What is needed » Select every line in the data below that contains the string "pineapple".

Records shown »
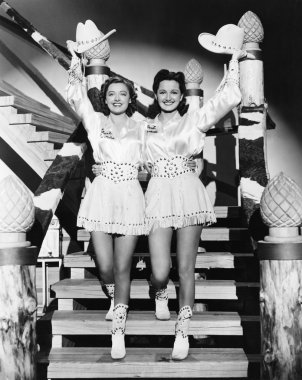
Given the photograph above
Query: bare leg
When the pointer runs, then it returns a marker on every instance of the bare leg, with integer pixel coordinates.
(103, 247)
(160, 246)
(123, 251)
(187, 246)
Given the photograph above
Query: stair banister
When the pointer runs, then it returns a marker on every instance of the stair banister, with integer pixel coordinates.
(252, 126)
(18, 297)
(280, 255)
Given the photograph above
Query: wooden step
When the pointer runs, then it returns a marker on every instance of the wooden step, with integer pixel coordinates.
(49, 136)
(203, 260)
(31, 134)
(91, 288)
(35, 109)
(6, 89)
(92, 322)
(56, 124)
(208, 234)
(148, 362)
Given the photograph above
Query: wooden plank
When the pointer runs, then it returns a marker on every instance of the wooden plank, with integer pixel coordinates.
(92, 322)
(51, 137)
(21, 104)
(8, 89)
(208, 234)
(7, 111)
(203, 260)
(56, 124)
(19, 146)
(91, 288)
(144, 363)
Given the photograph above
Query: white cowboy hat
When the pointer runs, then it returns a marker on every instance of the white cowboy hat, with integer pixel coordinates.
(88, 35)
(228, 39)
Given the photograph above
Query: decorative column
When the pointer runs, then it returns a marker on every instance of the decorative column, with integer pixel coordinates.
(194, 95)
(280, 255)
(252, 125)
(18, 299)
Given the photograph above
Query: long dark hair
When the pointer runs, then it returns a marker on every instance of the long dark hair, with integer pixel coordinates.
(154, 109)
(132, 107)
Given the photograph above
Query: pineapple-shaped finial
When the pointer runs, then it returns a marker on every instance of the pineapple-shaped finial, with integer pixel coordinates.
(253, 29)
(99, 51)
(17, 212)
(193, 72)
(281, 203)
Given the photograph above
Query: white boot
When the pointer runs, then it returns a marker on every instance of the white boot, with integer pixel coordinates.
(118, 350)
(161, 304)
(181, 344)
(110, 294)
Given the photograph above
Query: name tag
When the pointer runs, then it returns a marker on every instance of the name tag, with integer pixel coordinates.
(151, 128)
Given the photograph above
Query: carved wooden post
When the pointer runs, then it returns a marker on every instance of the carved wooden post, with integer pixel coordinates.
(18, 300)
(194, 94)
(280, 255)
(252, 123)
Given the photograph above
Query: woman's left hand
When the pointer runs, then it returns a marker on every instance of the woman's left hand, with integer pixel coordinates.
(192, 164)
(96, 169)
(238, 54)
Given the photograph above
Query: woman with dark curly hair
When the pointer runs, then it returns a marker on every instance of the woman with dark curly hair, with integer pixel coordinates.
(113, 207)
(176, 198)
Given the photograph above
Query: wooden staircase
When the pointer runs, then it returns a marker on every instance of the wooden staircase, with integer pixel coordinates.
(39, 132)
(75, 338)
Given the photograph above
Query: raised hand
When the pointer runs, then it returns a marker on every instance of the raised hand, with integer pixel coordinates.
(238, 54)
(71, 46)
(96, 169)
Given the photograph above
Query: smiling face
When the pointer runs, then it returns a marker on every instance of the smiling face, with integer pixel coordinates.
(117, 98)
(168, 95)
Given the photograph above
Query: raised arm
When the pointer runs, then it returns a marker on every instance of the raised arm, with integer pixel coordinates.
(226, 98)
(76, 91)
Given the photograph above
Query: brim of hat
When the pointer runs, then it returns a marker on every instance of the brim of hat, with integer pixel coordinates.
(206, 40)
(83, 48)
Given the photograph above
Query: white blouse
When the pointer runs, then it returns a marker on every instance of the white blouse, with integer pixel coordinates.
(109, 144)
(185, 135)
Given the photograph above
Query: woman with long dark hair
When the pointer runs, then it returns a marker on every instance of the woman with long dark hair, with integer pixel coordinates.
(176, 198)
(113, 207)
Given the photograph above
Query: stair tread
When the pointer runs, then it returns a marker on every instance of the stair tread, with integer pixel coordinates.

Output »
Query: pineapple-shaped finial
When the pointer runs, then it returns a marker on every instance of the pineapple-shaped finial, with integer pixel coordinates.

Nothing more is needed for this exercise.